Referring expression pointing data:
============================================================

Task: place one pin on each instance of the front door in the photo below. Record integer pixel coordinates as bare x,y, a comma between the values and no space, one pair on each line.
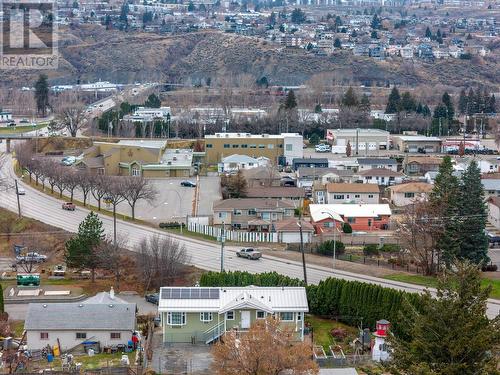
245,319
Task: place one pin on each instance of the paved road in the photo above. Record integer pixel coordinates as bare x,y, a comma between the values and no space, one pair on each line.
202,254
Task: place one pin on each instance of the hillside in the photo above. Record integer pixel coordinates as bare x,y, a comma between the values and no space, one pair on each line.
89,52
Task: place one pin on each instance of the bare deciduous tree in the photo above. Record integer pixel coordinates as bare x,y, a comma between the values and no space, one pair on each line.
137,188
160,260
250,353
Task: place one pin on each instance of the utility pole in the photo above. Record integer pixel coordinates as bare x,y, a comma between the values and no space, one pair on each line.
18,202
302,249
222,239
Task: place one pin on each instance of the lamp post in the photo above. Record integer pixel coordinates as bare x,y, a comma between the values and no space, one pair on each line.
334,235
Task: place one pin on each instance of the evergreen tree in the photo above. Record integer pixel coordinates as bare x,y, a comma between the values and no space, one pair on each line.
42,94
472,209
449,333
450,109
80,250
349,99
444,201
394,101
290,101
462,102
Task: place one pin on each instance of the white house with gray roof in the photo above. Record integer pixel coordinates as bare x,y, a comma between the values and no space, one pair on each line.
73,324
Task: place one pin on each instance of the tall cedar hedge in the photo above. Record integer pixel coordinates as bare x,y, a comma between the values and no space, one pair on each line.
351,302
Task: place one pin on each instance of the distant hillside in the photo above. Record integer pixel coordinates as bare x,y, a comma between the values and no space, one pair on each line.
90,52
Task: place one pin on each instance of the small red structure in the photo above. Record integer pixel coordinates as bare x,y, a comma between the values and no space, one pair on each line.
382,327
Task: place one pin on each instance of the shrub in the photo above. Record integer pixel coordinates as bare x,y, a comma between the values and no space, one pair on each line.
326,248
346,228
370,249
339,333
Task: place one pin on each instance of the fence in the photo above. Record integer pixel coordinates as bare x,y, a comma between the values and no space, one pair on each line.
231,235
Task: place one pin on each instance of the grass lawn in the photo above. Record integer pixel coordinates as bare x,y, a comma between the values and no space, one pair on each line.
21,129
432,282
321,332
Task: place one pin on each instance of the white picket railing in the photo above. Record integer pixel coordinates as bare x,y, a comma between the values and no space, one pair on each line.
233,235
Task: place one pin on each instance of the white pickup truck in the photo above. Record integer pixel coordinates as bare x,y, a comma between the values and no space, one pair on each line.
249,253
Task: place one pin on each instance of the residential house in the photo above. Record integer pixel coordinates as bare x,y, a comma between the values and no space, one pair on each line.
494,211
361,217
202,315
72,324
420,165
252,214
293,194
374,163
380,176
491,184
417,144
237,162
409,193
289,231
262,176
352,193
279,149
310,162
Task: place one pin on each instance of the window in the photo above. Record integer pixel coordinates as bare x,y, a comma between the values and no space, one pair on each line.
206,316
176,319
286,316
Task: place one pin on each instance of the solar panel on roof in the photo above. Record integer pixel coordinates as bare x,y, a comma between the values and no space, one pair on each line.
190,293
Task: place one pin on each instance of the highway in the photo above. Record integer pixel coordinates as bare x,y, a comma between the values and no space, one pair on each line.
202,254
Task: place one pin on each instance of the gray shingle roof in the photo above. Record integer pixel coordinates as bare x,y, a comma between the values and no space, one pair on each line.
70,316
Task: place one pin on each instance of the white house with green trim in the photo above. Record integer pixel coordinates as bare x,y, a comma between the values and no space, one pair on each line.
202,314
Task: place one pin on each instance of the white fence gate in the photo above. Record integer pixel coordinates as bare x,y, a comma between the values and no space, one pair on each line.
232,235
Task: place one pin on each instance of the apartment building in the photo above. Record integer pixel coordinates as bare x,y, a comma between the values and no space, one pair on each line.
278,148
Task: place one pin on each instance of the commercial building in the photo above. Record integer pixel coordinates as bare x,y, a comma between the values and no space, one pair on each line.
136,158
279,149
362,141
202,315
417,144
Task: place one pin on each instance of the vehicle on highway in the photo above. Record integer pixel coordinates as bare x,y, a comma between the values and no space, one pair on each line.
31,257
68,206
249,253
187,183
152,298
322,148
68,160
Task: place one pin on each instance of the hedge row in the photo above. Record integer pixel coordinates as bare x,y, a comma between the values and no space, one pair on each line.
351,302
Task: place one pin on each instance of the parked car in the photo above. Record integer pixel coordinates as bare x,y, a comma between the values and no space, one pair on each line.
249,253
32,257
68,206
187,183
152,298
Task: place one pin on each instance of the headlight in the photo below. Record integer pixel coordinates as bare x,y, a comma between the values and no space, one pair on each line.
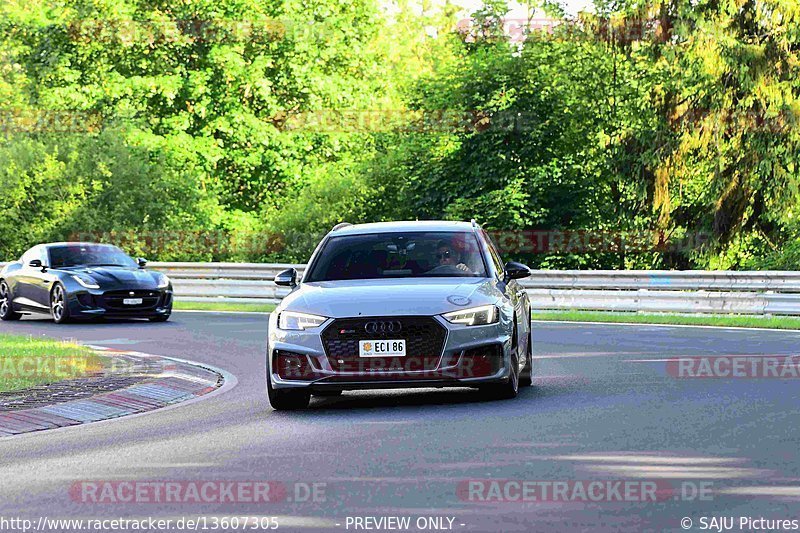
291,320
86,281
474,316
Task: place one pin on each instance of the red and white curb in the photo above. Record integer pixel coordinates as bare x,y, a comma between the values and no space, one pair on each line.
179,381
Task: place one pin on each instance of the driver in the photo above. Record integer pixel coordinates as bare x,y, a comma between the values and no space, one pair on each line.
447,256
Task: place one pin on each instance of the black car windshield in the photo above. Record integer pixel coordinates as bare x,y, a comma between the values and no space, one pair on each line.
399,255
89,254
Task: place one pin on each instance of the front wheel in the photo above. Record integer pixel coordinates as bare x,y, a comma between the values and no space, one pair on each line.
58,304
509,389
6,310
286,399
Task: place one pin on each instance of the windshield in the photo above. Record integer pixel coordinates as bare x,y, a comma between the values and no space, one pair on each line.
89,255
399,255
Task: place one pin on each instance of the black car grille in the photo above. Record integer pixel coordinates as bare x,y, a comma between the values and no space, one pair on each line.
424,338
114,299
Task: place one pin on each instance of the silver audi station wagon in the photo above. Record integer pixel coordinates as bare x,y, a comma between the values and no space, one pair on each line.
400,304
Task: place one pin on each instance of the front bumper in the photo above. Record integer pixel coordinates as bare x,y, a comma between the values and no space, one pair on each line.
470,356
96,303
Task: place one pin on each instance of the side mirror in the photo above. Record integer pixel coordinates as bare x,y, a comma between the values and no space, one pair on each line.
37,263
287,278
515,270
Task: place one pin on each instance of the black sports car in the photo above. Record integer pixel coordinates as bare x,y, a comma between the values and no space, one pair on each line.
83,280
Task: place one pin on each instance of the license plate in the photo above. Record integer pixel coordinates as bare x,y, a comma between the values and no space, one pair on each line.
382,348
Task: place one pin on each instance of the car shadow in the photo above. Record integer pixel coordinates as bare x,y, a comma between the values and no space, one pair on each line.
402,399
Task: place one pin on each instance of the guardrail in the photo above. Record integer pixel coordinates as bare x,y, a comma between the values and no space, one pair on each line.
765,292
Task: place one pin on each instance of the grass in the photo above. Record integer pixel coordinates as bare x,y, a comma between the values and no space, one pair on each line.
221,306
737,321
28,361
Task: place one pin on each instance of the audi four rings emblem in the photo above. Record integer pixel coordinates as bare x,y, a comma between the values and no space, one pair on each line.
383,326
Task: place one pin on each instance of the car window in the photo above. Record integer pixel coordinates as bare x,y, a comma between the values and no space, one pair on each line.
495,255
399,255
89,254
30,255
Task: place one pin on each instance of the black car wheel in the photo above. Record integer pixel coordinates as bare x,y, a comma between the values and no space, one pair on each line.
286,399
58,304
509,389
526,376
6,310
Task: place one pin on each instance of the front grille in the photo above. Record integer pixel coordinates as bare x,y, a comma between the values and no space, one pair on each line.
114,299
424,338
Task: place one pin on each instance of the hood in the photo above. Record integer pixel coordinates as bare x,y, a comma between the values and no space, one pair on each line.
118,277
390,297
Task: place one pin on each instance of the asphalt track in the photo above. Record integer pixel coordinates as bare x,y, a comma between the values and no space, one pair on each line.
603,408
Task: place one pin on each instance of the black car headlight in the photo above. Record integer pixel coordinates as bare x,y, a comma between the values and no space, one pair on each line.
86,282
474,316
297,321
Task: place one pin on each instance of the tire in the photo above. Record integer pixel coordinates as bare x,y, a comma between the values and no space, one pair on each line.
58,304
286,399
509,389
526,376
6,308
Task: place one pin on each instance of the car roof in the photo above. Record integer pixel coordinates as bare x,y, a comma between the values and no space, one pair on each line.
403,226
49,244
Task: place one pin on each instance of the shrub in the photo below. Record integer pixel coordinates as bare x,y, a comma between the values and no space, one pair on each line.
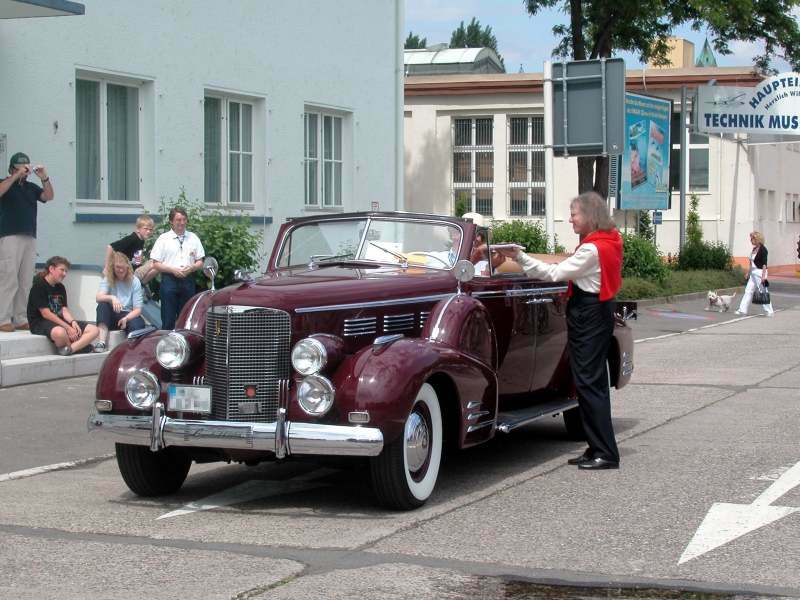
694,231
704,255
230,240
530,234
640,258
636,288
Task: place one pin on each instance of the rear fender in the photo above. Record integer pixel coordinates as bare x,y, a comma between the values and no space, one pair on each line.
383,380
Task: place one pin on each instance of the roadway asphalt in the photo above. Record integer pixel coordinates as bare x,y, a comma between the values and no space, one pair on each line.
707,497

============================================================

What to produce.
Find the line containing "Task: place one pin on each instance of the roadway" in the data above. Please transcribe it and every line after it, exactly.

Result of the task.
Task: place one pin on each instance of the roadway asphalt in the photo above. Record integer pixel coordinates as bare x,y, a comma between the values and no space, one pair on each line.
707,497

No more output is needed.